### Stored data entries
◆ ◆ ◆

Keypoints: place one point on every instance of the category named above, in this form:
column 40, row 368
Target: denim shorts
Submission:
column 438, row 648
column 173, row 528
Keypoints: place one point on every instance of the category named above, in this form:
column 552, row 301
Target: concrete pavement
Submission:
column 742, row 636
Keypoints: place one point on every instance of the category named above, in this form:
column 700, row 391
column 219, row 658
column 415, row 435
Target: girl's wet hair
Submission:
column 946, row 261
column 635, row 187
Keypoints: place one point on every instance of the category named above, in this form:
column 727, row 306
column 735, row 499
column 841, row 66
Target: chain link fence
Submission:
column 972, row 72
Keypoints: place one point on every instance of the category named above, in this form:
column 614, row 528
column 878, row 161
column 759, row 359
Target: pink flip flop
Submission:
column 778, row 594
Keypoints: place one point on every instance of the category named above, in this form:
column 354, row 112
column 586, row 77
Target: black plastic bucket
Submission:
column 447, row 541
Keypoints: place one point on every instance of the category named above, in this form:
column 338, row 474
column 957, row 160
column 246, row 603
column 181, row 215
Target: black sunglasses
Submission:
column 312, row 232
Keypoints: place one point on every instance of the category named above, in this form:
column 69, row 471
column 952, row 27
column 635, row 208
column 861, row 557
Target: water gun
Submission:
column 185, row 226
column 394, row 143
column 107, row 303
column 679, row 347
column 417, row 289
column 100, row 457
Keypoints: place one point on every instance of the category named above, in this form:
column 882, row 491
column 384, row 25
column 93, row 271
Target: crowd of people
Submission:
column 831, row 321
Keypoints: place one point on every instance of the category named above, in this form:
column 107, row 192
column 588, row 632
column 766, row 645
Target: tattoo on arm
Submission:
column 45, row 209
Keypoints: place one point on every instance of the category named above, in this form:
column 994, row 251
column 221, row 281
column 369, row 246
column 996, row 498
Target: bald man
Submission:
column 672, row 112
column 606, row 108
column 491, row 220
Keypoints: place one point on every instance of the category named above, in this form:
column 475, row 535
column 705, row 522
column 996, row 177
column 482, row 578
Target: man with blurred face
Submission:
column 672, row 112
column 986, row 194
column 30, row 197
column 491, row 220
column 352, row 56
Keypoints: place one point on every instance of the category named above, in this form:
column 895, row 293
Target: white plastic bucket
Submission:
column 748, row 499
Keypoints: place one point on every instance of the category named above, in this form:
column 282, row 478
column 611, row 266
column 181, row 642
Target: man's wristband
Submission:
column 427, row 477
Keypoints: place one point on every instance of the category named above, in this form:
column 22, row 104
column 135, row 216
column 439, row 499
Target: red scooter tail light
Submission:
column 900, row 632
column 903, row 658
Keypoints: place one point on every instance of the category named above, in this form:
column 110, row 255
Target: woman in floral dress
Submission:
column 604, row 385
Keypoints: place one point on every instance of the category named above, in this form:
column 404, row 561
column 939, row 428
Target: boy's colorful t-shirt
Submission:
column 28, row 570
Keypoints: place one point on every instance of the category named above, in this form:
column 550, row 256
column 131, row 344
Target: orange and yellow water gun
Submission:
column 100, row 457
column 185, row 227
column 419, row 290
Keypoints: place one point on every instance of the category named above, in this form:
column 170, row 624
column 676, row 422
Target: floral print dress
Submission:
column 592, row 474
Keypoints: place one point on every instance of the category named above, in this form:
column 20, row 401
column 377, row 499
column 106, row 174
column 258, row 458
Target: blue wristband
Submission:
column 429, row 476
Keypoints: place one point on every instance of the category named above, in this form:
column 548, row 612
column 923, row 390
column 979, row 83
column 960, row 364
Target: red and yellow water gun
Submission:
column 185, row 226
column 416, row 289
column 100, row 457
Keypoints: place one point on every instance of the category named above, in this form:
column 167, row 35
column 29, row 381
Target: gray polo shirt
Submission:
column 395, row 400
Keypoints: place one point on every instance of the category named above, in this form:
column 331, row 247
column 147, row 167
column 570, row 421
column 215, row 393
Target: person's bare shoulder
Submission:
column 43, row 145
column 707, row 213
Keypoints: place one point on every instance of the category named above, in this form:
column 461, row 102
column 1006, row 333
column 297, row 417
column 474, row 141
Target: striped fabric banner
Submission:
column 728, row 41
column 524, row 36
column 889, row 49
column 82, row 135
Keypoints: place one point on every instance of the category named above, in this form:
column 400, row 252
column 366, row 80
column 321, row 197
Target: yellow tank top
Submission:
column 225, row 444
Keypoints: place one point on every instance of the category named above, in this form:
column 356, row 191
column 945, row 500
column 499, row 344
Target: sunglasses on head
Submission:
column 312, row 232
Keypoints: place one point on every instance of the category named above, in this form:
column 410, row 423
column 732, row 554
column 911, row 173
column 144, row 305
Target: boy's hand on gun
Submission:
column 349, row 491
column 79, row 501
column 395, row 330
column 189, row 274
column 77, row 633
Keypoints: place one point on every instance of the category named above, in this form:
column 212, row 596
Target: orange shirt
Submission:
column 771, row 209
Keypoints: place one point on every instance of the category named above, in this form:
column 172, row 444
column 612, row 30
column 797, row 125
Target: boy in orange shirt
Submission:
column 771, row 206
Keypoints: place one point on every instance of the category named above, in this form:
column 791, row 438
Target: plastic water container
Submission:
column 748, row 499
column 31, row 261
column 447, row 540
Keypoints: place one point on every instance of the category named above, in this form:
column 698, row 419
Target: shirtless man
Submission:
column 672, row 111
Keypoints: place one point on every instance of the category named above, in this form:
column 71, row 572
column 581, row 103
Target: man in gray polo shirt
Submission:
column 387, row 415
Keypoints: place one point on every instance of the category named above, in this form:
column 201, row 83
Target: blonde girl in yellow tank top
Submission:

◆ ◆ ◆

### Your assignment
A verbatim copy of every record is what you should return.

### Final answer
Keypoints: place one point on every instance of the category named above, in this form:
column 40, row 368
Target: denim shorts
Submission:
column 438, row 648
column 173, row 528
Keypoints: place one point on every instance of the category named above, in this form:
column 552, row 301
Target: concrete pavement
Submission:
column 742, row 636
Keypoints: place one point on every instance of the category named above, in this form:
column 700, row 391
column 219, row 658
column 415, row 435
Target: girl's wet hair
Submission:
column 946, row 261
column 635, row 187
Keypoints: place one point on every instance of the category named above, in this form:
column 727, row 306
column 735, row 499
column 841, row 66
Target: chain link fence
Submission:
column 972, row 72
Keypoints: place one point on every instance of the category named above, in this form:
column 614, row 528
column 878, row 161
column 759, row 359
Target: pink flip flop
Submission:
column 778, row 594
Keypoints: place one point on every instance of the category named above, in this form:
column 354, row 112
column 586, row 77
Target: black plastic bucket
Submission:
column 447, row 541
Keypoints: place one point on every instance of the category named above, in this form:
column 338, row 474
column 957, row 160
column 246, row 603
column 181, row 215
Target: black sunglasses
Submission:
column 312, row 232
Keypoints: place one point on every instance of the category named above, in this form:
column 69, row 471
column 952, row 27
column 635, row 208
column 861, row 557
Target: water gun
Submission:
column 185, row 226
column 394, row 143
column 107, row 303
column 679, row 347
column 417, row 289
column 100, row 457
Keypoints: place one point on every instance of the category named above, in this form:
column 882, row 491
column 384, row 25
column 93, row 271
Target: crowd of people
Submission:
column 831, row 321
Keypoints: place one point on every instance of the category named above, in this form:
column 107, row 192
column 588, row 632
column 766, row 645
Target: tattoo on arm
Submission:
column 45, row 209
Keypoints: place one point on every instance of the category named above, in this form:
column 994, row 251
column 221, row 281
column 369, row 246
column 996, row 498
Target: bald man
Submission:
column 672, row 112
column 606, row 108
column 491, row 220
Keypoints: place one point on every instance of the category named above, in this form:
column 475, row 535
column 705, row 522
column 996, row 177
column 482, row 578
Target: man with blurred face
Submission:
column 672, row 112
column 986, row 194
column 30, row 197
column 491, row 220
column 352, row 56
Keypoints: place one point on every instance of the category named above, in this form:
column 895, row 293
Target: white plastic bucket
Submission:
column 748, row 499
Keypoints: place one point on every instance of the category named above, in this form:
column 282, row 478
column 611, row 266
column 181, row 642
Target: man's wristband
Submission:
column 427, row 477
Keypoints: place one point on every instance of the category named above, in this form:
column 22, row 104
column 135, row 216
column 439, row 499
Target: red scooter tail light
Submission:
column 900, row 632
column 903, row 658
Keypoints: place one point on every instance of the category named above, in this form:
column 110, row 255
Target: woman in floral dress
Submission:
column 604, row 385
Keypoints: place one point on every instance of the category named above, in this form:
column 404, row 561
column 939, row 428
Target: boy's colorful t-shirt
Submission:
column 28, row 570
Keypoints: place one point on every instance of the category named above, in this form:
column 550, row 256
column 131, row 344
Target: orange and yellow water gun
Submission:
column 100, row 457
column 185, row 227
column 419, row 290
Keypoints: place one point on every instance of the category named above, in this form:
column 170, row 624
column 676, row 422
Target: floral print dress
Submission:
column 592, row 474
Keypoints: place one point on every instance of the category named above, in this form:
column 20, row 401
column 377, row 499
column 106, row 174
column 258, row 458
Target: blue wristband
Submission:
column 429, row 476
Keypoints: place one point on every instance of the category named above, in this form:
column 548, row 612
column 923, row 390
column 979, row 83
column 960, row 364
Target: red and yellow water gun
Submission:
column 185, row 226
column 416, row 289
column 100, row 457
Keypoints: place one point on every instance of the category named above, in this form:
column 167, row 35
column 29, row 381
Target: gray polo shirt
Submission:
column 395, row 400
Keypoints: place one point on every instance of the category named above, in this form:
column 331, row 247
column 147, row 167
column 570, row 421
column 215, row 393
Target: person's bare shoulder
Submission:
column 43, row 145
column 707, row 213
Keypoints: place one point on every instance of the category named above, in this form:
column 461, row 102
column 1006, row 333
column 297, row 417
column 474, row 141
Target: striped fabric banner
Submission:
column 728, row 41
column 524, row 36
column 889, row 49
column 82, row 135
Keypoints: place one point on every instance of the category named above, in this form:
column 400, row 252
column 366, row 80
column 321, row 197
Target: yellow tank top
Submission:
column 225, row 444
Keypoints: place one point on every instance of the category named above, in this form:
column 356, row 191
column 945, row 500
column 499, row 344
Target: sunglasses on head
Submission:
column 312, row 232
Keypoints: place one point on every instance of the category named above, in this form:
column 410, row 423
column 732, row 554
column 911, row 173
column 144, row 305
Target: boy's hand on gun
Submission:
column 349, row 491
column 79, row 501
column 395, row 330
column 189, row 274
column 77, row 633
Keypoints: place one point on every instance of the category named above, in this form:
column 212, row 596
Target: orange shirt
Submission:
column 771, row 209
Keypoints: place one point on every instance of the category named above, in this form:
column 172, row 444
column 612, row 30
column 797, row 125
Target: boy in orange shirt
Submission:
column 771, row 206
Keypoints: place one point on every instance of the category named above, in this form:
column 791, row 438
Target: plastic water container
Submission:
column 748, row 499
column 31, row 261
column 447, row 540
Keypoints: place one point on every instance of the category named above, in this form:
column 698, row 419
Target: shirtless man
Submission:
column 672, row 111
Keypoints: place one point on every instance of the category named above, in this form:
column 71, row 572
column 581, row 103
Target: man in gray polo shirt
Submission:
column 387, row 415
Keypoints: place one point on every instance of the category named above, in this form:
column 201, row 83
Target: blonde girl in yellow tank top
Submission:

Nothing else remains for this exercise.